▶ PROMPT
Which lines of the items below contain the word "wall"? Find each one and copy it in full, treating uppercase and lowercase as different.

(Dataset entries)
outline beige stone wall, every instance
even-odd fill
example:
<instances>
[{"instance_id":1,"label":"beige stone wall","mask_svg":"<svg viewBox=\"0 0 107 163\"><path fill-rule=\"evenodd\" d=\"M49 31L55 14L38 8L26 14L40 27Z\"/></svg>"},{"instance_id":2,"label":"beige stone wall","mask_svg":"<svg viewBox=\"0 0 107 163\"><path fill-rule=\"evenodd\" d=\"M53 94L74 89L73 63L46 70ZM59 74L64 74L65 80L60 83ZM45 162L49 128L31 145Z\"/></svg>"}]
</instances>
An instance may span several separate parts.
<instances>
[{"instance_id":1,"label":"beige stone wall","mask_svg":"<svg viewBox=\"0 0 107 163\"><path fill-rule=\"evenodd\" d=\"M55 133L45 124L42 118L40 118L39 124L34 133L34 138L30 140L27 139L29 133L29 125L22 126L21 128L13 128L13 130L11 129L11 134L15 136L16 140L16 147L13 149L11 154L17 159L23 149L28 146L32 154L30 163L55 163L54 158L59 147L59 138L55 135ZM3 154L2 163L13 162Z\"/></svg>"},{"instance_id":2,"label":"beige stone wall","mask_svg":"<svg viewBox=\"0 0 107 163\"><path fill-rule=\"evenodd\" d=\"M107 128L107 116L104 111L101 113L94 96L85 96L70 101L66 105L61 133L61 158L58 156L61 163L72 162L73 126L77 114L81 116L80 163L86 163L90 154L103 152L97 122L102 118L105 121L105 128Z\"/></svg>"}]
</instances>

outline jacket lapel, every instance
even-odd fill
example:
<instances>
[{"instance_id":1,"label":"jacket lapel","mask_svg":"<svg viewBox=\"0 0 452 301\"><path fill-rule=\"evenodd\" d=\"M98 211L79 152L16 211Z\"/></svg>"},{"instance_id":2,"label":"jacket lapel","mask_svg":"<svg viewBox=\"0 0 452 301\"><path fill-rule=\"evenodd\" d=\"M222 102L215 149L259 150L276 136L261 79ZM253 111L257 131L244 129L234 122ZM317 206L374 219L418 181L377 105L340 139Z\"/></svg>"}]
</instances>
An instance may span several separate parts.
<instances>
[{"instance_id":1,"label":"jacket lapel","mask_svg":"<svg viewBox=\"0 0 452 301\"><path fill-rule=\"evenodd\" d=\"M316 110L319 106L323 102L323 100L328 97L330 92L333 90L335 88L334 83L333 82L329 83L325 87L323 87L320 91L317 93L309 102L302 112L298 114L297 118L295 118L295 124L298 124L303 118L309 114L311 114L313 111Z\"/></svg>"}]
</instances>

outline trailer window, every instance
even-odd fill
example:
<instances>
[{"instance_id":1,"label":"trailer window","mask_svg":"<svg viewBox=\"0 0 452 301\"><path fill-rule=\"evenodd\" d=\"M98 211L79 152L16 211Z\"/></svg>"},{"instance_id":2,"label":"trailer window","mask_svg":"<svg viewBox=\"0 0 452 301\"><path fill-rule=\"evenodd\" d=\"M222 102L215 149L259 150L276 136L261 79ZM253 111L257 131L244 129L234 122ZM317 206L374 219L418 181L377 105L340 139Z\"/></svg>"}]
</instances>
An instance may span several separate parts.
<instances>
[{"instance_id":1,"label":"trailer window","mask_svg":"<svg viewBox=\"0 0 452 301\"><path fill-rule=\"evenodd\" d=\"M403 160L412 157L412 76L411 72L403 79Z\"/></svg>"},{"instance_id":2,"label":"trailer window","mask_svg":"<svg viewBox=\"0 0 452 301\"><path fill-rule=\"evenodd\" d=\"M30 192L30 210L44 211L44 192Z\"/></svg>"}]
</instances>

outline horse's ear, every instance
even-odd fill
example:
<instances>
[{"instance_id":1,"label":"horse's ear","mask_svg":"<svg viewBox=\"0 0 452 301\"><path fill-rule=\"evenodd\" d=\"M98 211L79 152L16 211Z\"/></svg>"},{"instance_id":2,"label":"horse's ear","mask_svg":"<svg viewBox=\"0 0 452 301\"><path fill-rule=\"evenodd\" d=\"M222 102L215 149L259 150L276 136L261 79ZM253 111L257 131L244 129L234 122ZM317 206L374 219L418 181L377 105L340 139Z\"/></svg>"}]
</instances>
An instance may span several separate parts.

▶ RESULT OF THE TASK
outline beige stone wall, every instance
[{"instance_id":1,"label":"beige stone wall","mask_svg":"<svg viewBox=\"0 0 107 163\"><path fill-rule=\"evenodd\" d=\"M49 31L55 14L38 8L26 14L40 27Z\"/></svg>"},{"instance_id":2,"label":"beige stone wall","mask_svg":"<svg viewBox=\"0 0 107 163\"><path fill-rule=\"evenodd\" d=\"M53 94L74 89L73 63L46 70ZM59 74L64 74L65 80L60 83ZM45 162L49 128L31 145Z\"/></svg>"}]
[{"instance_id":1,"label":"beige stone wall","mask_svg":"<svg viewBox=\"0 0 107 163\"><path fill-rule=\"evenodd\" d=\"M55 133L45 124L42 118L40 118L39 124L34 133L34 138L30 140L27 139L29 133L29 125L22 126L21 128L13 128L13 130L11 129L11 134L15 136L16 140L16 147L13 149L11 154L17 159L23 149L28 146L32 154L30 163L55 163L54 158L59 147L59 138L55 135ZM3 154L2 163L13 162Z\"/></svg>"},{"instance_id":2,"label":"beige stone wall","mask_svg":"<svg viewBox=\"0 0 107 163\"><path fill-rule=\"evenodd\" d=\"M107 128L107 116L104 111L101 113L94 96L85 96L70 101L66 105L61 133L61 158L58 156L61 163L72 162L73 126L77 114L81 116L80 163L86 163L90 154L103 152L97 122L102 118L105 121L105 128Z\"/></svg>"}]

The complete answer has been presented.